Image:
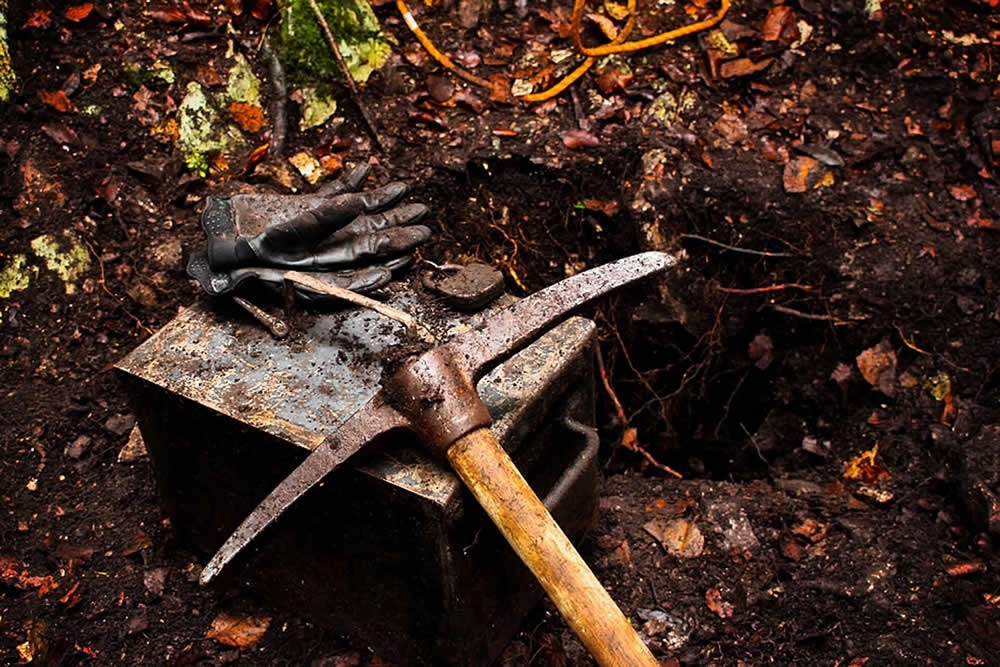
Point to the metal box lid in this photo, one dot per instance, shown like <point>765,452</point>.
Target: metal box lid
<point>303,387</point>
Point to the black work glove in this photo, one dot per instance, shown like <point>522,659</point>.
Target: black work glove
<point>353,239</point>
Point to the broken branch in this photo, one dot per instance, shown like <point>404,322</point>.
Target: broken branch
<point>355,94</point>
<point>746,251</point>
<point>413,327</point>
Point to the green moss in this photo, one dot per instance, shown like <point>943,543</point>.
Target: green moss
<point>243,85</point>
<point>140,72</point>
<point>16,275</point>
<point>7,77</point>
<point>304,49</point>
<point>201,132</point>
<point>317,107</point>
<point>67,264</point>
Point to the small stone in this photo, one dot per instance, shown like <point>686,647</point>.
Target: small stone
<point>138,623</point>
<point>143,294</point>
<point>119,424</point>
<point>731,522</point>
<point>134,449</point>
<point>167,255</point>
<point>76,448</point>
<point>968,305</point>
<point>154,580</point>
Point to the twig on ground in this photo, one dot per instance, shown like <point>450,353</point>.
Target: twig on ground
<point>628,440</point>
<point>279,109</point>
<point>761,290</point>
<point>413,327</point>
<point>746,251</point>
<point>639,44</point>
<point>811,316</point>
<point>910,345</point>
<point>355,93</point>
<point>104,286</point>
<point>444,60</point>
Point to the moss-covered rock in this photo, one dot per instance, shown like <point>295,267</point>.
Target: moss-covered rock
<point>16,275</point>
<point>202,132</point>
<point>67,259</point>
<point>7,78</point>
<point>305,51</point>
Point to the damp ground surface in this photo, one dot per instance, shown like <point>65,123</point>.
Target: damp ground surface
<point>821,368</point>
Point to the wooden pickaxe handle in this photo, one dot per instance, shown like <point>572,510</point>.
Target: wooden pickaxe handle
<point>539,541</point>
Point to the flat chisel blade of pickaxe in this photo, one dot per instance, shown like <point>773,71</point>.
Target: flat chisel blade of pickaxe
<point>371,421</point>
<point>508,331</point>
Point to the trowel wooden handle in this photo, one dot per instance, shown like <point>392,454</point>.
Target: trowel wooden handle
<point>499,487</point>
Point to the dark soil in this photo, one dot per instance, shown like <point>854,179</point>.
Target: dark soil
<point>756,396</point>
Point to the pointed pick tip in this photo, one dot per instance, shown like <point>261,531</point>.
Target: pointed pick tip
<point>656,261</point>
<point>211,570</point>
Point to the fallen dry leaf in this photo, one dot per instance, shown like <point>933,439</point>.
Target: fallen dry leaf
<point>79,12</point>
<point>261,9</point>
<point>606,25</point>
<point>579,139</point>
<point>679,537</point>
<point>607,207</point>
<point>742,67</point>
<point>962,192</point>
<point>40,18</point>
<point>790,548</point>
<point>864,467</point>
<point>250,117</point>
<point>804,173</point>
<point>57,99</point>
<point>15,574</point>
<point>977,220</point>
<point>878,366</point>
<point>761,351</point>
<point>777,20</point>
<point>811,529</point>
<point>238,631</point>
<point>713,598</point>
<point>965,569</point>
<point>610,78</point>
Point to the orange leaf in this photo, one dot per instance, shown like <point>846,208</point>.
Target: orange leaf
<point>79,12</point>
<point>261,9</point>
<point>713,598</point>
<point>40,18</point>
<point>57,99</point>
<point>238,631</point>
<point>777,19</point>
<point>967,568</point>
<point>249,116</point>
<point>864,467</point>
<point>962,192</point>
<point>579,139</point>
<point>878,366</point>
<point>799,174</point>
<point>977,220</point>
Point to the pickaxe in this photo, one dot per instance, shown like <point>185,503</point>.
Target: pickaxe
<point>434,395</point>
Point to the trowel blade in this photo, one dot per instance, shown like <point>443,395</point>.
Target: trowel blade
<point>371,421</point>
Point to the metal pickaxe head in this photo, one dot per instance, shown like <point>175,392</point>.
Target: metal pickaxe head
<point>434,394</point>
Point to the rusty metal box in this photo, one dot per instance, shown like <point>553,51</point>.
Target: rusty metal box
<point>389,549</point>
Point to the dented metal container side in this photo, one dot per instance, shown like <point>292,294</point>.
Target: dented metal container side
<point>390,549</point>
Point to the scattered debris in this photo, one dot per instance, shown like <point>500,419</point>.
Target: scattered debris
<point>721,608</point>
<point>679,537</point>
<point>878,366</point>
<point>238,631</point>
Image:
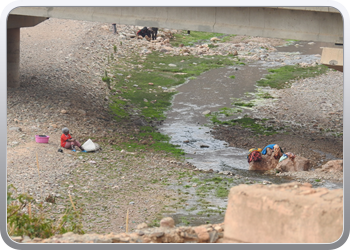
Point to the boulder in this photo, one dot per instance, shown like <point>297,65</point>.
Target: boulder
<point>267,162</point>
<point>332,166</point>
<point>299,163</point>
<point>286,213</point>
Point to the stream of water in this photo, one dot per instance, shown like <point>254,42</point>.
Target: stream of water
<point>212,90</point>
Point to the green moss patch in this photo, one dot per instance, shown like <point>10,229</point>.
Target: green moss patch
<point>280,78</point>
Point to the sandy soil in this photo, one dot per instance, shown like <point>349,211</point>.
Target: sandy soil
<point>62,62</point>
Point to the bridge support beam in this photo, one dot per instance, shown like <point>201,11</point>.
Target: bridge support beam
<point>13,57</point>
<point>14,23</point>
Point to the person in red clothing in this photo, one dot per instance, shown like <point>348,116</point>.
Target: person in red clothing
<point>68,142</point>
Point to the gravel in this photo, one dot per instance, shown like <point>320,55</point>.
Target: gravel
<point>62,62</point>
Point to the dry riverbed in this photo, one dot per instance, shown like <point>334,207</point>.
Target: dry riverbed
<point>62,62</point>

□ □ □ □ □

▸ **ACTIVITY**: The answer should contain nothing except the lines from the one with "Target: person in red clothing" to the end of the material above, each given again exactly.

▸ **OUTPUT BELOW**:
Target: person in red clothing
<point>68,142</point>
Point to the gravel in this photo, one dot per instance, shown like <point>320,55</point>.
Target: gravel
<point>62,62</point>
Point to the dry riverbed in this photo, one dot per instance, shown like <point>334,207</point>.
Target: dry riverbed
<point>62,62</point>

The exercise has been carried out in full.